DATASET EXCERPTS:
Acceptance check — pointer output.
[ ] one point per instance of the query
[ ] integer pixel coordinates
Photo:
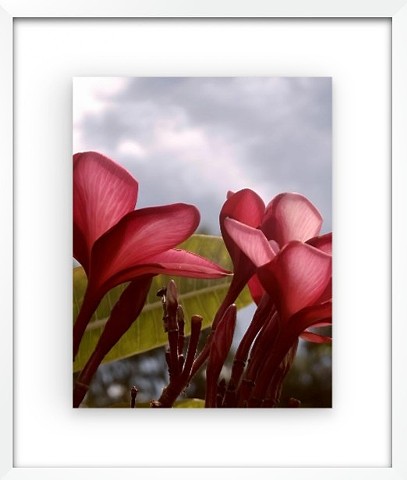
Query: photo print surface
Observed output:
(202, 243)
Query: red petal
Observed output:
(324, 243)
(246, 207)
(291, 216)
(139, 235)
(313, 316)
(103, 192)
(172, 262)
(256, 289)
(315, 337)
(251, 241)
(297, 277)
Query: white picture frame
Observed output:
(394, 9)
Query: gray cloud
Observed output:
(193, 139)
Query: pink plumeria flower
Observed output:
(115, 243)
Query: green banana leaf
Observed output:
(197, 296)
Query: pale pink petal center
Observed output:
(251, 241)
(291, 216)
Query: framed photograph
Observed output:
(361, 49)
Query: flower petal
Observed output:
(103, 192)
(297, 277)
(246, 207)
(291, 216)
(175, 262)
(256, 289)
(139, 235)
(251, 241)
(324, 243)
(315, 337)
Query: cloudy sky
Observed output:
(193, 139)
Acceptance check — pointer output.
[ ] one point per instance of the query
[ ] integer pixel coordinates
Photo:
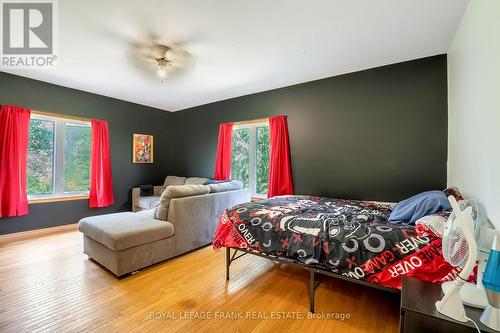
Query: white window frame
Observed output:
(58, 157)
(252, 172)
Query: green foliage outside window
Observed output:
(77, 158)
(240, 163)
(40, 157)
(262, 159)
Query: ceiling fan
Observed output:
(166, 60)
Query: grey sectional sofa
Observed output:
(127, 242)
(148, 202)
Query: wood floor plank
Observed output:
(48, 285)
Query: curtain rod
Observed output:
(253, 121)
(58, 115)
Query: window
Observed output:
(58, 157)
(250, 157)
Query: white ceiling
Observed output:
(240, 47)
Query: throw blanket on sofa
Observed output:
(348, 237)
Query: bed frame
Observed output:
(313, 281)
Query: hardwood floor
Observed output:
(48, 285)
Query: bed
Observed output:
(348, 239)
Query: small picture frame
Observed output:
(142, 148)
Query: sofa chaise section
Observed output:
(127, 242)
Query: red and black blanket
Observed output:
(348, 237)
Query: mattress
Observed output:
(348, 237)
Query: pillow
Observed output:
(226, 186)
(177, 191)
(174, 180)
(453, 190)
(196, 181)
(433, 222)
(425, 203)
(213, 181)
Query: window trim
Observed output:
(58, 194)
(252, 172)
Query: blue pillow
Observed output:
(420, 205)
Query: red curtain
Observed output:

...

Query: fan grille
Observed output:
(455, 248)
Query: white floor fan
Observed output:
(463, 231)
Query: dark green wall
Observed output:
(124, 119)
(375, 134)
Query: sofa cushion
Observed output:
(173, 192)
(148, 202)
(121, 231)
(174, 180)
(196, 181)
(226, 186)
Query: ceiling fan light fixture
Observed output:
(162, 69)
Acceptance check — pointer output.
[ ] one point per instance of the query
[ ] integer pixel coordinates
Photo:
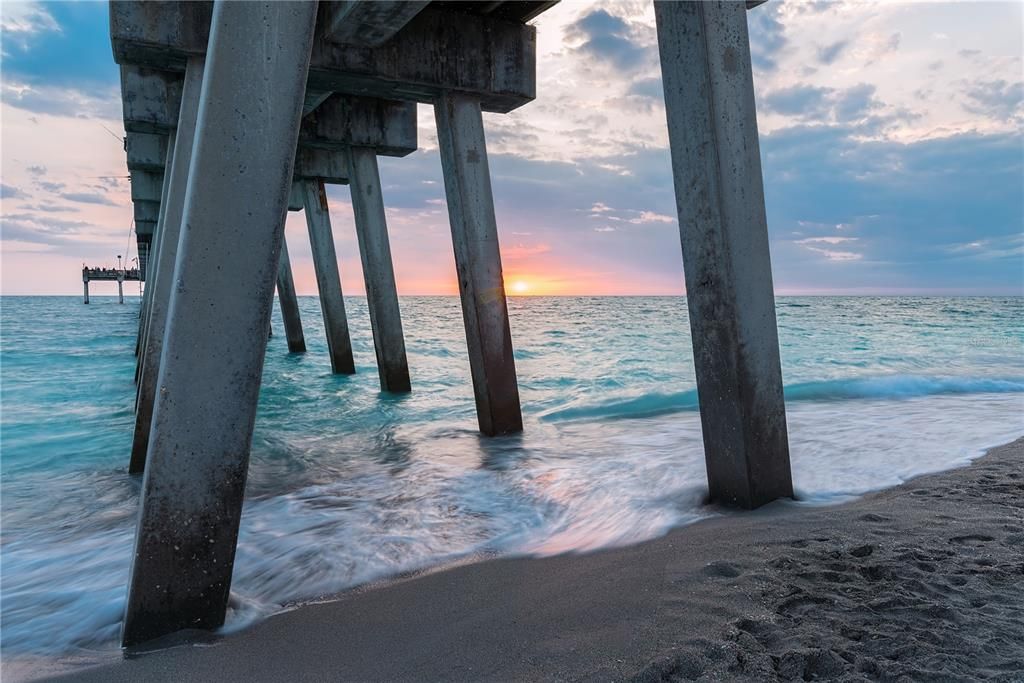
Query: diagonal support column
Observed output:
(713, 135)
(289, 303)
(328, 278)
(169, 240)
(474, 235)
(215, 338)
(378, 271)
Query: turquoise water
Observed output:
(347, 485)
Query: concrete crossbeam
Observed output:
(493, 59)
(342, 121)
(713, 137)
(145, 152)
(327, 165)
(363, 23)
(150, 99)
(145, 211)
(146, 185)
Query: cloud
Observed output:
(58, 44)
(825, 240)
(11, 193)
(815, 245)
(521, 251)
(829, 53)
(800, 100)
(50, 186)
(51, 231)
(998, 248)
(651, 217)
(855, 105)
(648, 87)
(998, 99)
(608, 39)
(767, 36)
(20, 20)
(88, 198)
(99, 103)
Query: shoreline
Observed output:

TASK REQUIREMENTS:
The exact lines of the material above starting at the one that contains "Query: red petal" and ending at the one that contains "Query: green banana leaf" are what to retype; leave out everything else.

SOLUTION BELOW:
Query: red petal
Observed output:
(324, 243)
(246, 207)
(291, 216)
(139, 235)
(313, 316)
(103, 192)
(172, 262)
(256, 289)
(315, 337)
(251, 241)
(297, 277)
Query: white picture frame
Observed output:
(394, 9)
Query: gray cloud
Observed output:
(193, 139)
Query: pink plumeria flower
Observed output:
(115, 243)
Query: green banana leaf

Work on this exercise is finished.